:: TEXT PROVIDED ::

Wednesday, January 27, 2010

Zelda Rubinstein, who played psychic in 'Poltergeist,' dies at 76

The 4-foot-3 actress made her film debut in 1981; she later was a regular on the TV show 'Picket Fences.' Rubinstein also was an advocate for little people and an early AIDS activist.

Zelda Rubinstein, the diminutive character actress with the childlike voice who was best known as the psychic called in to rid a suburban home of demonic forces in the 1982 horror movie "Poltergeist," has died. She was 76.

Rubinstein, who also appeared as the mother figure in a high-profile mid-1980s public awareness campaign in Los Angeles aimed at stopping the spread of AIDS, died today of natural causes at Barlow Respiratory Hospital in Los Angeles, said Eric Stevens, her agent.

Rubinstein was hospitalized at Cedars-Sinai Medical Center about two months ago after suffering a mild heart attack, Stevens said. "She had ongoing health issues and unfortunately they finally overtook her," he said.

A medical lab technician before launching her acting career in her 40s, the 4-foot-3 Rubinstein made her film debut as one of the little people in the 1981 Chevy Chase comedy "Under the Rainbow."

:::

> REQUIRED ACTIONS:
[A] Sum up the article on Zelda Rubinstein's death in two sentences.
[B] Take the article on Zelda Rubinstein's death further, picking up after its final sentence.

:: GIVEN DATA ::

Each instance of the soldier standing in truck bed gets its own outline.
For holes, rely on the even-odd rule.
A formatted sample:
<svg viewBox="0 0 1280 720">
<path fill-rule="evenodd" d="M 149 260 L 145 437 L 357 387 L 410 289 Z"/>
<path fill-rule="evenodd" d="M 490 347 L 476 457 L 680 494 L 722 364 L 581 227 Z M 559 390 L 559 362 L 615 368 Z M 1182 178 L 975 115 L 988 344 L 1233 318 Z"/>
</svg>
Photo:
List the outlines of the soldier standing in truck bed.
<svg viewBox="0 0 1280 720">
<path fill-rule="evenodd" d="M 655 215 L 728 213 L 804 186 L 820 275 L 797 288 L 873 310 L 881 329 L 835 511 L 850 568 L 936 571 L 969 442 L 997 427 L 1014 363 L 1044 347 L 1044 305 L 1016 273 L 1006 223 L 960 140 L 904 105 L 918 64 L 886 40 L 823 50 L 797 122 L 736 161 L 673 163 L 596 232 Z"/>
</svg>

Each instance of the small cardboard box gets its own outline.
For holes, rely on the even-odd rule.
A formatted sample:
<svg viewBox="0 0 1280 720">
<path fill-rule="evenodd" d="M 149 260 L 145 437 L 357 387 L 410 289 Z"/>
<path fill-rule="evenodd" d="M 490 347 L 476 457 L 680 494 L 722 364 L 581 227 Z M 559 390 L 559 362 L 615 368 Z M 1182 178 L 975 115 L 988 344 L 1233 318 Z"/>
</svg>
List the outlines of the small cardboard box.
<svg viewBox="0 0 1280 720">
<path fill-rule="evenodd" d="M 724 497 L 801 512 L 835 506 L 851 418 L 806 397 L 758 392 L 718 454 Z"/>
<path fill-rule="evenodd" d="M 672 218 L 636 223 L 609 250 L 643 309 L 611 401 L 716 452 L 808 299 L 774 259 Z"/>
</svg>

:::

> RESPONSES TO THE EXERCISE:
[A] Zelda Rubinstein, the 4-foot-3 character actress best known as the psychic in the 1982 horror movie "Poltergeist," died of natural causes at 76 at Barlow Respiratory Hospital in Los Angeles, according to her agent, Eric Stevens. A medical lab technician before she started acting in her 40s, she made her film debut in the 1981 comedy "Under the Rainbow," later was a regular on "Picket Fences," and was an advocate for little people and an early AIDS activist.

[B]
Among her other credits are the movies "Frances," "Sixteen Candles," "Teen Witch," "Anguish" and "Southland Tales" and the TV series "Picket Fences" on which she was a regular.

But Rubinstein made her biggest impact as Tangina in director Tobe Hooper's “Poltergeist,” co-written by Steven Spielberg, who also served as a producer.

"Do y'all mind hanging back? You're jamming my frequencies," Rubinstein's Tangina says as she tours the house after the young daughter has been sucked into a blinding white light in her bedroom closet and disappeared.

The role was written specifically for a little person.

"I thought it would be neat to show that someone's size had nothing to do with her psychic powers," Spielberg told The Times in 1982. "Good things can come in small packages, and that's certainly true of Zelda."

Film critics agreed.

Sheila Benson of The Times called Rubinstein's Tangina "the most original and reassuring character in the film."

The New Yorker's Pauline Kael raved that the "character gives the movie new life, and she makes a large chunk of it work. . . . she emanates the eerie calm of someone who is used to dealing with tricky, deceiving ghosts."

Kael added that Rubinstein was "so fresh a performer" that after she delivers a speech about the spirit world, "you want to applaud her exit line."

Rubinstein, who reprised her character in two "Poltergeist" sequels, expressed hope that "Poltergeist" would raise awareness of the little people in show business.

"Because I was born mouth first, it's natural for me to be a spokesperson," she said with a laugh in a 1982 People magazine interview.

Her activism began on the set of "Under the Rainbow."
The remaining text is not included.